### [Task to complete]
Every entry below should be repeated exactly; the pictures should not.

Entries from a dataset
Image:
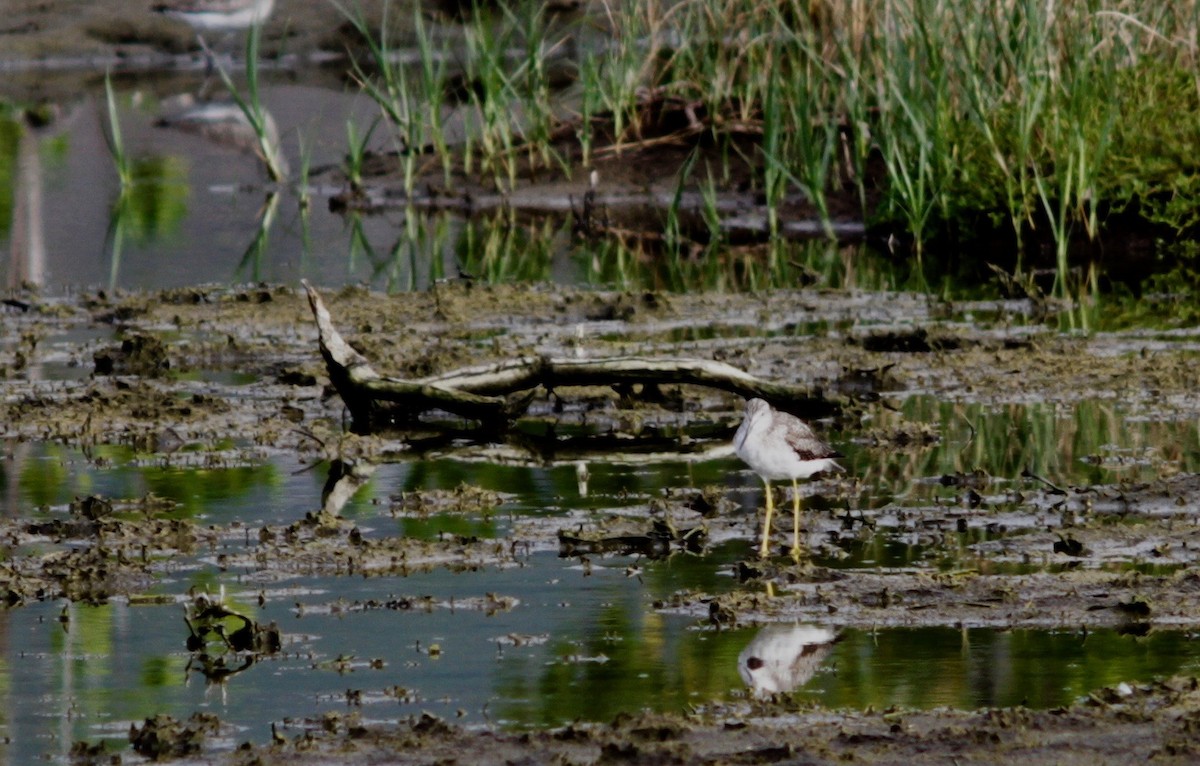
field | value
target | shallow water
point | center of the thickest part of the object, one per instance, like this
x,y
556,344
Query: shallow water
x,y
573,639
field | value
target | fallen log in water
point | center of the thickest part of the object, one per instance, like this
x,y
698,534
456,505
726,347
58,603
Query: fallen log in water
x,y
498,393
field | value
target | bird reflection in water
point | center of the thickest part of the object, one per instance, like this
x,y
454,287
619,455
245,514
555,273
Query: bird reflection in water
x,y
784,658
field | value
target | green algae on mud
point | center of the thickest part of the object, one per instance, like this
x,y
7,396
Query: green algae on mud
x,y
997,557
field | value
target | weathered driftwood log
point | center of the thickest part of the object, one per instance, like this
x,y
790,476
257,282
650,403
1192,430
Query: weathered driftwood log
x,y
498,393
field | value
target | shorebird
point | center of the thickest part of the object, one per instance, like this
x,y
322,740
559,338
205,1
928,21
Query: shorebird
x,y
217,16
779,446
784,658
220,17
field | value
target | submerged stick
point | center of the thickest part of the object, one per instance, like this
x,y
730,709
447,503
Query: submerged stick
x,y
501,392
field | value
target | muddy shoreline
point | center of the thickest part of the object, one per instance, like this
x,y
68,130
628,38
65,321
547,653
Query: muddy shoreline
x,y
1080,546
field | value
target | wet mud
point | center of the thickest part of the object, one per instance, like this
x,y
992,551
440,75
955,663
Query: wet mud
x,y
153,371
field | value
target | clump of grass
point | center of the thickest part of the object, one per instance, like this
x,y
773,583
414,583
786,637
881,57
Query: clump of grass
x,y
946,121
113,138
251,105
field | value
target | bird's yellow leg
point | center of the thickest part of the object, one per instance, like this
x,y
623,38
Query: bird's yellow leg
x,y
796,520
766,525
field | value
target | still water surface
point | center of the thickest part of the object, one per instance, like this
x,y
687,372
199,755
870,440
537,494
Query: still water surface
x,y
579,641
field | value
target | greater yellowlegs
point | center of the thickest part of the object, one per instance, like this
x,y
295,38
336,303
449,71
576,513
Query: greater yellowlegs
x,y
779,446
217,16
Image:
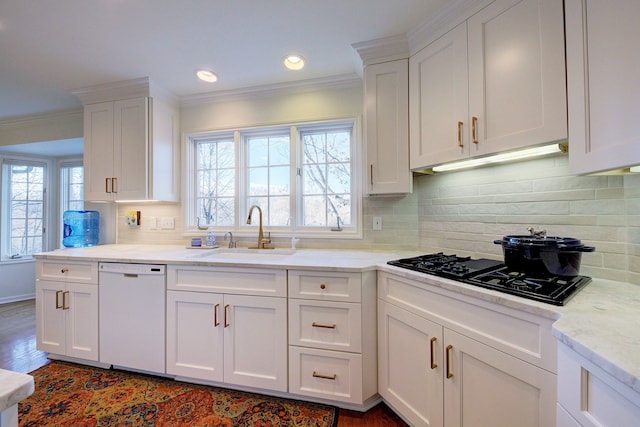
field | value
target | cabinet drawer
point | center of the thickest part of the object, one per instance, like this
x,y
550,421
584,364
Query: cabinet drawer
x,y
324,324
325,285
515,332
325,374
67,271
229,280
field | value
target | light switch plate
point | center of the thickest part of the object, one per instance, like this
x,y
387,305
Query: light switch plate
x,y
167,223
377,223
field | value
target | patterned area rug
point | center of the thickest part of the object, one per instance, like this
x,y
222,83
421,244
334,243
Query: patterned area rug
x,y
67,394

### [Complete output]
Image:
field | value
target | shallow water
point | center of the thickest part of the object, one per instance, like this
x,y
556,344
Query: shallow water
x,y
573,639
field | value
target | fallen log in water
point | center of the thickest part of the object, one per instance, like this
x,y
698,534
456,505
726,347
58,603
Query: fallen log in water
x,y
498,393
field | value
target | bird reflection in water
point | center of the thickest part of the object, one per instance, like this
x,y
454,287
619,455
245,514
555,273
Query: bird reflection in water
x,y
784,658
field | value
target | green algae on mud
point | center of the thickest part of the object, one per instance, like this
x,y
7,396
Query: green algae on mud
x,y
997,557
field | value
target | weathered driftwood log
point | center of the thickest part of the object, one per instance, like this
x,y
790,476
257,282
650,403
1192,430
Query: weathered driftwood log
x,y
498,393
field | value
target | shorebird
point | center of the thickest part of the object, one per instance, like this
x,y
322,740
559,338
205,1
928,21
Query: shorebird
x,y
217,16
779,446
784,658
220,17
field | value
target | submerged stick
point | center of the thickest part of the object, one per instance, like this
x,y
730,709
447,503
Query: submerged stick
x,y
501,392
field | value
target | muddy shoreline
point | center of the thickest part of the object, one per instance, like this
x,y
68,130
628,38
65,321
547,653
Query: muddy shoreline
x,y
1080,546
field | value
target | wet mud
point | center of the thickest part of the object, one per instance, like this
x,y
992,551
440,75
955,663
Query: wet mud
x,y
153,371
field | value
target | clump of grass
point | center of the thickest part of the object, one per instance, like this
x,y
773,583
414,583
786,637
881,57
Query: clump of grass
x,y
946,121
113,138
251,105
field | value
target | bird's yellow leg
point | center of the thickest part of the object, one per instance, like this
x,y
623,38
Query: bird's yellow leg
x,y
796,520
766,525
field | value
target | still water surface
point | center of the thickest part of the object, one per instance, like this
x,y
687,372
199,755
870,440
537,494
Query: still water surface
x,y
579,641
field | value
target | greater yellowlegs
point | center of the thickest part of the object, one per instance, like this
x,y
295,38
336,303
449,71
576,513
Query: greater yellowlegs
x,y
779,446
217,16
Image:
field | value
target | cabinet drawer
point | center of the thickest part of the object, one per instance, like this
x,y
550,421
584,364
Query: cabinet drawer
x,y
324,324
325,285
515,332
325,374
67,271
229,280
field | value
target | light switch plate
point | center of the thickest part of the object, one per instance, like this
x,y
387,305
Query: light switch plate
x,y
167,223
377,223
field | value
target | patterned area rug
point | center of the thickest part of the object, one per instance, like this
x,y
222,83
421,244
334,243
Query: patterned area rug
x,y
67,394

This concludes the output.